WHAT IS REQUIRED:
Set down exactly the lines below, from the one containing "87], [264, 55]]]" through the final line, and include no others.

DATASET ENTRIES:
=====

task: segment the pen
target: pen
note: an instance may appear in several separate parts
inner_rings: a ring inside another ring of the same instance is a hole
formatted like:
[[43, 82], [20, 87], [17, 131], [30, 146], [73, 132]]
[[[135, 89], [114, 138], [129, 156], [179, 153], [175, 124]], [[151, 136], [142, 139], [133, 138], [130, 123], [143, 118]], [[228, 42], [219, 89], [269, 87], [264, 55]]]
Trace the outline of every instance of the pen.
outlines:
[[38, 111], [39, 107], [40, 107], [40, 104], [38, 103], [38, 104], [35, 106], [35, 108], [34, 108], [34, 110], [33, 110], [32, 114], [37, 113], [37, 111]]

=====

RESPONSE AREA:
[[[135, 89], [114, 138], [129, 156], [179, 153], [175, 124]], [[151, 136], [142, 139], [133, 138], [130, 123], [143, 118]], [[228, 42], [219, 89], [269, 87], [264, 55]]]
Trace the outline of every instance of the pen.
outlines:
[[38, 111], [39, 107], [40, 107], [40, 104], [38, 103], [38, 104], [35, 106], [35, 108], [34, 108], [34, 110], [33, 110], [32, 114], [37, 113], [37, 111]]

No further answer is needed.